*** Opening INFORMATION GIVEN ***

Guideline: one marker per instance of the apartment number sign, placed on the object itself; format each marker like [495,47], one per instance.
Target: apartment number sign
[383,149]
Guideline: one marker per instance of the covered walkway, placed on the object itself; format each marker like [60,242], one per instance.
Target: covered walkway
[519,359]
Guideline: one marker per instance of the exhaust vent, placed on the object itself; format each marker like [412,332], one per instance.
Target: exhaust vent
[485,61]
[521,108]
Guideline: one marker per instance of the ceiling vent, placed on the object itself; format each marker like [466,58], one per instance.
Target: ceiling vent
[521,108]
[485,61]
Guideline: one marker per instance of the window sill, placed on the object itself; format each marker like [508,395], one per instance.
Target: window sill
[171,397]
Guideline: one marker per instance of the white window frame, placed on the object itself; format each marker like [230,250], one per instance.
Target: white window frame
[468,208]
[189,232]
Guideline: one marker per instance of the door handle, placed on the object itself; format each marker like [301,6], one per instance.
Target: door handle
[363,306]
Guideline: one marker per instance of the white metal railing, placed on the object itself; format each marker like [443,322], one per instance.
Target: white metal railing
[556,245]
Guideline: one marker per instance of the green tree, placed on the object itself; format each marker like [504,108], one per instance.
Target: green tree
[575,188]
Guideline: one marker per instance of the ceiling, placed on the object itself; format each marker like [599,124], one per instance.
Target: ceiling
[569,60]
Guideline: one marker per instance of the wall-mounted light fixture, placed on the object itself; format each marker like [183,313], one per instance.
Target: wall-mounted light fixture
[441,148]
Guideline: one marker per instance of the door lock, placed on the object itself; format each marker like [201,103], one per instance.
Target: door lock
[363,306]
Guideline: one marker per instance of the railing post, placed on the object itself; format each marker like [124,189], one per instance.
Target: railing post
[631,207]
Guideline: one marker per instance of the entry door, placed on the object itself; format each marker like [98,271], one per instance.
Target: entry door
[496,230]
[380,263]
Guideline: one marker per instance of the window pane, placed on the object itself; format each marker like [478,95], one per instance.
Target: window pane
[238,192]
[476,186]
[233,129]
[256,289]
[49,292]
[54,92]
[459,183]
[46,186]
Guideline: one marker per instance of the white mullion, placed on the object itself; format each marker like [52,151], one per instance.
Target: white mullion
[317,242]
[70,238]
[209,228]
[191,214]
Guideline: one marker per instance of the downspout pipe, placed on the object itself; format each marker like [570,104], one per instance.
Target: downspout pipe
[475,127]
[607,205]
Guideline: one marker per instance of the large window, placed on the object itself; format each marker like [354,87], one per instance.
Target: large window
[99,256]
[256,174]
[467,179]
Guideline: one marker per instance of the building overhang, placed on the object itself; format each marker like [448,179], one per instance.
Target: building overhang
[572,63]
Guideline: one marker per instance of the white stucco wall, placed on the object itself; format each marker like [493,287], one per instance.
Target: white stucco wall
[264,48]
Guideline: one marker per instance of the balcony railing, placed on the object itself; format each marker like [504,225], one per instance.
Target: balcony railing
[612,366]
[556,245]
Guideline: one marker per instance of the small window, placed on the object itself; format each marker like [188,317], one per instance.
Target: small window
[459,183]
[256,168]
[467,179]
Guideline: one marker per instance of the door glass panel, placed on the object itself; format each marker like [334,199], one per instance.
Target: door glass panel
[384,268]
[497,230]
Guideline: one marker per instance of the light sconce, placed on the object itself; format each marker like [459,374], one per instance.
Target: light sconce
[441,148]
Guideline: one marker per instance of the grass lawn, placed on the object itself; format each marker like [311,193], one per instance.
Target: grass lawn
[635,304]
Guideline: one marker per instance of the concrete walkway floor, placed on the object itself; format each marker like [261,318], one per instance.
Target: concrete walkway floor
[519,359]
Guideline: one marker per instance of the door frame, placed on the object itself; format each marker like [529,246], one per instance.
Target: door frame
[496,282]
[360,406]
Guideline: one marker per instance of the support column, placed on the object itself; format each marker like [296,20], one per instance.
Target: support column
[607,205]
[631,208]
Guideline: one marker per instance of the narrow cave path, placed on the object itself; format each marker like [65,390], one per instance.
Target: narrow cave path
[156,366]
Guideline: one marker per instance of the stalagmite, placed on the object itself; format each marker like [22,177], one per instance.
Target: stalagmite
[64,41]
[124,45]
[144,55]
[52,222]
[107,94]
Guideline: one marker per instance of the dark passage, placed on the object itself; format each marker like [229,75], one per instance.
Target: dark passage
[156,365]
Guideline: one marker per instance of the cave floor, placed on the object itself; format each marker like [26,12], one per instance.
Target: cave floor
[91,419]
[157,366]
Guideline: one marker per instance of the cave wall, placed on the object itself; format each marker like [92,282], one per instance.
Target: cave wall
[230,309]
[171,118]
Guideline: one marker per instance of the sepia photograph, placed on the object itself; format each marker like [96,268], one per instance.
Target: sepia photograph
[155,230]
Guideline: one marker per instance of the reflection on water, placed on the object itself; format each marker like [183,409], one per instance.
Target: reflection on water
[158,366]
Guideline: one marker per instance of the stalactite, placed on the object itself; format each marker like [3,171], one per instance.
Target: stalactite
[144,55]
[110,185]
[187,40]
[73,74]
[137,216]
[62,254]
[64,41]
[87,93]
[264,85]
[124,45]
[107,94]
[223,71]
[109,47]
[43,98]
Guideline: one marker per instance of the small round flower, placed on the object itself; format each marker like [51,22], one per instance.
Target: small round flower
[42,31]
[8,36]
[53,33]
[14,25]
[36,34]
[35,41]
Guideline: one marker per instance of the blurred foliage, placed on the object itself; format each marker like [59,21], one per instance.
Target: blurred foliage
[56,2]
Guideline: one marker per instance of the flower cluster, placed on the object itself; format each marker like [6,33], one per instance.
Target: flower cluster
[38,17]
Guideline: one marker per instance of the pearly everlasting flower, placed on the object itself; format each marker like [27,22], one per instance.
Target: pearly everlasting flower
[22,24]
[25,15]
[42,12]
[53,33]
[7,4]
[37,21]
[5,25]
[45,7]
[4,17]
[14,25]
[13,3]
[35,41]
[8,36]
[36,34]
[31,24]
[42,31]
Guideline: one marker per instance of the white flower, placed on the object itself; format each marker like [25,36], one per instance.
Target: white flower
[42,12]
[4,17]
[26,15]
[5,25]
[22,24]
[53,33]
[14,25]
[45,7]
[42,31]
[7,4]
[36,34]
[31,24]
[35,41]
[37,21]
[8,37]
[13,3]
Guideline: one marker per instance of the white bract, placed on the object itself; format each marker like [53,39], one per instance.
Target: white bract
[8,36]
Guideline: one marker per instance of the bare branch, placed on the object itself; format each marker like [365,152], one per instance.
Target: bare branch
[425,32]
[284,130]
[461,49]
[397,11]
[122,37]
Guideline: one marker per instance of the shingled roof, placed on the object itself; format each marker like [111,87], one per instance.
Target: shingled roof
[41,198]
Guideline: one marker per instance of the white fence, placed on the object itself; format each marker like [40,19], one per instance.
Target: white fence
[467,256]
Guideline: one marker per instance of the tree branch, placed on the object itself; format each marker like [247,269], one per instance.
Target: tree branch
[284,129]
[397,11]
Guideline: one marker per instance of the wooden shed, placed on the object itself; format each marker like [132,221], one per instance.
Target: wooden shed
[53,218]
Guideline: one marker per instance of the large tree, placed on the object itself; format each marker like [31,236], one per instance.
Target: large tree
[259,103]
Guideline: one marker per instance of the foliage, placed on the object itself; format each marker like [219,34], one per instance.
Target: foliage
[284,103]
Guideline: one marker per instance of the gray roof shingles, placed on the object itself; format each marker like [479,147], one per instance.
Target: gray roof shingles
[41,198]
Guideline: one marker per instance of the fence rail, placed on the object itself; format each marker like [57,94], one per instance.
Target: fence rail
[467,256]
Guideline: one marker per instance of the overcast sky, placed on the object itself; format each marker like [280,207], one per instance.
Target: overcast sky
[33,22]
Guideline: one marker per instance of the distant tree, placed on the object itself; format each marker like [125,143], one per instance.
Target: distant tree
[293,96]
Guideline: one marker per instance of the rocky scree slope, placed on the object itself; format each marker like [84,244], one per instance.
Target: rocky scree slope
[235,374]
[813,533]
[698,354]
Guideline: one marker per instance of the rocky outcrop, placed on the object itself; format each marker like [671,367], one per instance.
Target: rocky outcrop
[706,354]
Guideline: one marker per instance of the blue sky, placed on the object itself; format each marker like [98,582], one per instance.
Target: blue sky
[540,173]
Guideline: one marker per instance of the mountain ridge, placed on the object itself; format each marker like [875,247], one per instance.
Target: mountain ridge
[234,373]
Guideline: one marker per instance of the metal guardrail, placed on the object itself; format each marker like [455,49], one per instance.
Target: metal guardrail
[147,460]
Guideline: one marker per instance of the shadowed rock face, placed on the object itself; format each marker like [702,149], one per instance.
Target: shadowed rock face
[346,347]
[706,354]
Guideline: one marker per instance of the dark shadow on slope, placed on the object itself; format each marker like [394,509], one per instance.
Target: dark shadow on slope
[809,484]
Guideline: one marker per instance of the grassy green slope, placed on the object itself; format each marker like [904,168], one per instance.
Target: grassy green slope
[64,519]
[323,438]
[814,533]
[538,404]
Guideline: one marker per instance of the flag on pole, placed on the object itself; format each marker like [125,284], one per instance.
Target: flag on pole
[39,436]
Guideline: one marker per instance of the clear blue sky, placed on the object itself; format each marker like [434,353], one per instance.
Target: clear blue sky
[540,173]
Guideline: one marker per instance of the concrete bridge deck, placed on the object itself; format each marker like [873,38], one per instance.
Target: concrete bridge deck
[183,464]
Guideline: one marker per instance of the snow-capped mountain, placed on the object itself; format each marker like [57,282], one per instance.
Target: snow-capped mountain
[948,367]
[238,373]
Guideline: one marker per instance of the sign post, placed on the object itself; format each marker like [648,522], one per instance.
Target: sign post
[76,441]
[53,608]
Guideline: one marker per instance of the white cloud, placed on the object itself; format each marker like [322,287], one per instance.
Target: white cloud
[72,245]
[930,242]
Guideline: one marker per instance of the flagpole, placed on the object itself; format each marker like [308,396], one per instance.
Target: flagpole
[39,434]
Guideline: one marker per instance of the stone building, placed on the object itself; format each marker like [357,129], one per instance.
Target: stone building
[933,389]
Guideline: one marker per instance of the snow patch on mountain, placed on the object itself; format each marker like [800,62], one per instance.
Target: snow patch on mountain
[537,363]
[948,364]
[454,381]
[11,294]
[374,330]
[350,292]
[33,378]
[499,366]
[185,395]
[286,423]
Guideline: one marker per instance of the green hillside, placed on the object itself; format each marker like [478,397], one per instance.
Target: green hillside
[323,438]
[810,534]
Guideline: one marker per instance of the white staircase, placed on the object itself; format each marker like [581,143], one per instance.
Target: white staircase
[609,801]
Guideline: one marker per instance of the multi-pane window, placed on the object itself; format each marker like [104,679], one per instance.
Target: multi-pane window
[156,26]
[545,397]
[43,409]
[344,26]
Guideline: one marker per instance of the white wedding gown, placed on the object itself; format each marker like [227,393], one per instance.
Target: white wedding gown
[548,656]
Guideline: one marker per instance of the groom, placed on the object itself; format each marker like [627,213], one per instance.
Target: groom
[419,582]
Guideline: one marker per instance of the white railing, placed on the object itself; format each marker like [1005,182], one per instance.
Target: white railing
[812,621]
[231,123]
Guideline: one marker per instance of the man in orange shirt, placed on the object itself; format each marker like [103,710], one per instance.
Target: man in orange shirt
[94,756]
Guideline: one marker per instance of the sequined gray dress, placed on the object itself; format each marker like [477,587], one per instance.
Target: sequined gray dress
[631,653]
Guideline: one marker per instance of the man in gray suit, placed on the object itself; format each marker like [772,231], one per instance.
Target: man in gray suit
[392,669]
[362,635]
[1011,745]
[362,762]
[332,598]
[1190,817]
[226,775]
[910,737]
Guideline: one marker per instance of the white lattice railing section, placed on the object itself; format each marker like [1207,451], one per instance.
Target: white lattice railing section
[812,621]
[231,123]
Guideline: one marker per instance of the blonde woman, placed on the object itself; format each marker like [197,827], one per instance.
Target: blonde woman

*** Closing INFORMATION GIVEN ***

• **WHAT IS NEEDED**
From the listing above, copy every line that includes the word "woman".

• **RESPONSE BOX**
Guideline: one marker per instance of the blonde woman, placed on the object itself; format each marker like [197,827], one per instance.
Target: blonde woman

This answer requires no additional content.